Stored data
==========

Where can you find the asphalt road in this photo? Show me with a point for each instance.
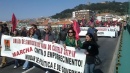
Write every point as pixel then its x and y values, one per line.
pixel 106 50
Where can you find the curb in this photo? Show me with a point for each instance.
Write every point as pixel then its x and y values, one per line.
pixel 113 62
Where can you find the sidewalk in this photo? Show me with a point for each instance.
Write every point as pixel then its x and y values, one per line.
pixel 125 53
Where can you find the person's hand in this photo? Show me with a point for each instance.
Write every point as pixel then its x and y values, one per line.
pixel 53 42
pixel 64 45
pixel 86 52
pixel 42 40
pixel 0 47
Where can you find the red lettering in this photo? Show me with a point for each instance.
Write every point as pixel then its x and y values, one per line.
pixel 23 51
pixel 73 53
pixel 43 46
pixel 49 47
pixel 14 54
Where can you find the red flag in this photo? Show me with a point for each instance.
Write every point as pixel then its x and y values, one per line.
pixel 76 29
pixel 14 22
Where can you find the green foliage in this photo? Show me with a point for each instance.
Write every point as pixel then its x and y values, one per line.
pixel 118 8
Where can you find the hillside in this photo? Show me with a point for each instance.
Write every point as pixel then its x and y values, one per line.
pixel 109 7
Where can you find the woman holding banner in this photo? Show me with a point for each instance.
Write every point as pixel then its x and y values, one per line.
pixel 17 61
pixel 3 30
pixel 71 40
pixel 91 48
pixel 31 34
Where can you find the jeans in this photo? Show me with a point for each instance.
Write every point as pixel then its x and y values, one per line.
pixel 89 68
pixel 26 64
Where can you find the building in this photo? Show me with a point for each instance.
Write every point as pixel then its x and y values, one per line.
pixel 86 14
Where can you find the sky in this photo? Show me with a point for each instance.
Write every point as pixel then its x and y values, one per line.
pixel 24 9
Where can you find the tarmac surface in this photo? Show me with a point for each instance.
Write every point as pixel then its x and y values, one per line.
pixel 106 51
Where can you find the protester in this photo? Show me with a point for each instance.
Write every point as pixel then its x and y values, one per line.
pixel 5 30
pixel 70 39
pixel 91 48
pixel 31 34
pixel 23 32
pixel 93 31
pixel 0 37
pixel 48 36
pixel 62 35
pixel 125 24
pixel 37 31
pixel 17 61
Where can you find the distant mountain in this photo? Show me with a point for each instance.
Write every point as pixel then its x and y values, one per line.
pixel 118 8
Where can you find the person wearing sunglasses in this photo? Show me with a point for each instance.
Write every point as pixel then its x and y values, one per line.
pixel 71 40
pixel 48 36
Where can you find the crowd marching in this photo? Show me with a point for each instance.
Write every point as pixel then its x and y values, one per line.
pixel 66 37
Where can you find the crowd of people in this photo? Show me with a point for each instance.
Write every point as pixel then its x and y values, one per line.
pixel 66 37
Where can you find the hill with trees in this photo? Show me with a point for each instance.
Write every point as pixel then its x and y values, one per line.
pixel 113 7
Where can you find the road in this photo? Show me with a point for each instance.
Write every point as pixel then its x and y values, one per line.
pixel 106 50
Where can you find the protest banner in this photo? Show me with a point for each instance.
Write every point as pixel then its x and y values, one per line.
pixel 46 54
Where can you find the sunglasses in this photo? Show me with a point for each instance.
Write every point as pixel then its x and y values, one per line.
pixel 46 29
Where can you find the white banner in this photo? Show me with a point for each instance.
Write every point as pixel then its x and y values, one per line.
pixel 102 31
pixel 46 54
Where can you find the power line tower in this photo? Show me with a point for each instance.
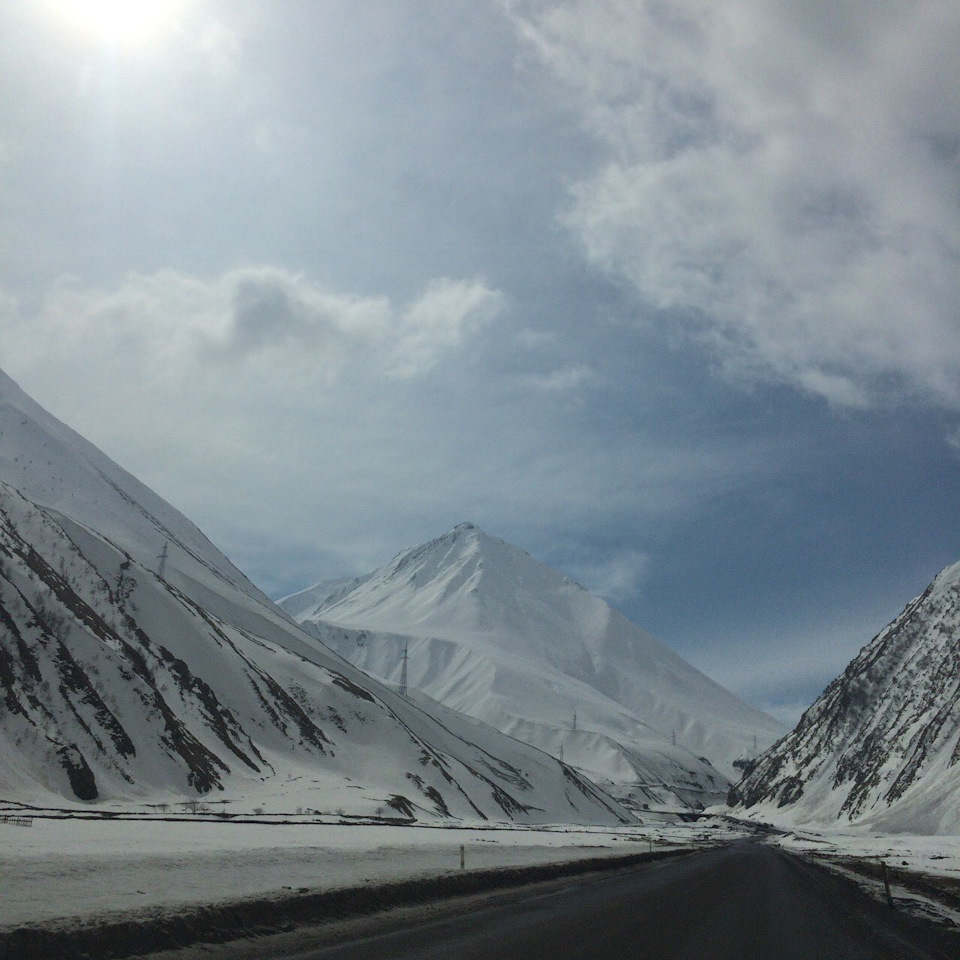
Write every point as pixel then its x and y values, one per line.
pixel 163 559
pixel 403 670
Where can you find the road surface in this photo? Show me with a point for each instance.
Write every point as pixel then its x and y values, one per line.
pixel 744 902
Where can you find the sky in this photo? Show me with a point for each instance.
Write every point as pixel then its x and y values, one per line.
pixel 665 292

==========

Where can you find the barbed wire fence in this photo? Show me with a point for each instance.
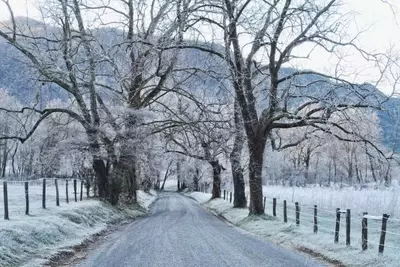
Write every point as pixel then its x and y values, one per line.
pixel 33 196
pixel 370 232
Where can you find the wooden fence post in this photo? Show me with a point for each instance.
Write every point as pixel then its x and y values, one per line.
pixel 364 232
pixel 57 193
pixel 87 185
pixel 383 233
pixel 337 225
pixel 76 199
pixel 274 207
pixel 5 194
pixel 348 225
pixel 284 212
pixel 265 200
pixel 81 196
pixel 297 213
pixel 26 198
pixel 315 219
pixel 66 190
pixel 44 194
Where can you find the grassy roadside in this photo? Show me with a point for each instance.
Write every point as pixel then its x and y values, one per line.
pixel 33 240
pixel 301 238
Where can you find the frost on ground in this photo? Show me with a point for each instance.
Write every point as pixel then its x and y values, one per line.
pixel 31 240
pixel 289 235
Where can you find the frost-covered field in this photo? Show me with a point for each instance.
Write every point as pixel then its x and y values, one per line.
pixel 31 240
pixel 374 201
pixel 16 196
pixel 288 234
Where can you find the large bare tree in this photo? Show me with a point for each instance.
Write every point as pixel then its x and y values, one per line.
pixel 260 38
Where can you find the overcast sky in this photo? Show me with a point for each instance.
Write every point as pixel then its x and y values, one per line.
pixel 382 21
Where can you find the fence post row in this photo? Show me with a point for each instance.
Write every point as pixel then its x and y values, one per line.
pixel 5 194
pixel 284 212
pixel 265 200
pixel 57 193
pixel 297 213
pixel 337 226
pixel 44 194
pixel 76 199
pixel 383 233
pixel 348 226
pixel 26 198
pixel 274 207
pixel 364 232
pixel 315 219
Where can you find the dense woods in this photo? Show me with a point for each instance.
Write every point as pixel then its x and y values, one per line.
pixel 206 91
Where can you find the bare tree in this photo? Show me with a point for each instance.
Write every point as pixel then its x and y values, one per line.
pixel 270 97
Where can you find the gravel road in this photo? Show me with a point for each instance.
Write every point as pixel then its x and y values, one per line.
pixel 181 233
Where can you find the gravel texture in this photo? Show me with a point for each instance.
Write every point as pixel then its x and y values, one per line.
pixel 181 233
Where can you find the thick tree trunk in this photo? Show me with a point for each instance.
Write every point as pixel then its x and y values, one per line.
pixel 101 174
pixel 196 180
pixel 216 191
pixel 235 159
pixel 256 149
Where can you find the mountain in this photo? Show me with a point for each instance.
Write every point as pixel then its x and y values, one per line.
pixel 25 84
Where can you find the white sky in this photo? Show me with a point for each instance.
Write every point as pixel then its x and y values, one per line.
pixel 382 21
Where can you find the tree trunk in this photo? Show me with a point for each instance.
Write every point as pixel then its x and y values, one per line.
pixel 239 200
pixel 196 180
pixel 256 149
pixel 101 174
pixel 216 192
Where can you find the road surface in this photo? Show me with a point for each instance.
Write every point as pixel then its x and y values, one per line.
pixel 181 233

==========

● What you need to do: Your answer should be each line from the entries that includes the string "fence".

● Solved exercise:
Where can you find the barbed wire fence in this photo? Show me with a point for each instance.
Where can you find the wooden fence post in this photo? Show me with a point for each instance.
Where can you find the fence post row in this photo? Show me with a point for each instance.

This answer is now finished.